Set task | Reproduce the records below verbatim, omitting the pictures.
+ + + + + + +
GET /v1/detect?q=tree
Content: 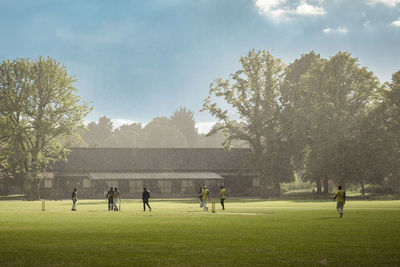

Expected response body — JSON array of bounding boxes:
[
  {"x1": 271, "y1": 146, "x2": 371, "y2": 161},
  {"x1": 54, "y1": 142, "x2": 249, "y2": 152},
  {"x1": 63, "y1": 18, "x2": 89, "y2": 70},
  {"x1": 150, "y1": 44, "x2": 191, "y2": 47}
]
[
  {"x1": 202, "y1": 50, "x2": 293, "y2": 197},
  {"x1": 0, "y1": 57, "x2": 91, "y2": 198},
  {"x1": 300, "y1": 52, "x2": 379, "y2": 193}
]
+ + + + + + +
Answer to the problem |
GET /v1/detect?q=tree
Content: 

Expected response body — JSON array of bounding boxes:
[
  {"x1": 271, "y1": 146, "x2": 371, "y2": 161},
  {"x1": 54, "y1": 142, "x2": 249, "y2": 152},
  {"x1": 63, "y1": 18, "x2": 89, "y2": 70},
  {"x1": 150, "y1": 44, "x2": 191, "y2": 47}
]
[
  {"x1": 202, "y1": 50, "x2": 293, "y2": 197},
  {"x1": 0, "y1": 57, "x2": 91, "y2": 198},
  {"x1": 300, "y1": 52, "x2": 379, "y2": 193}
]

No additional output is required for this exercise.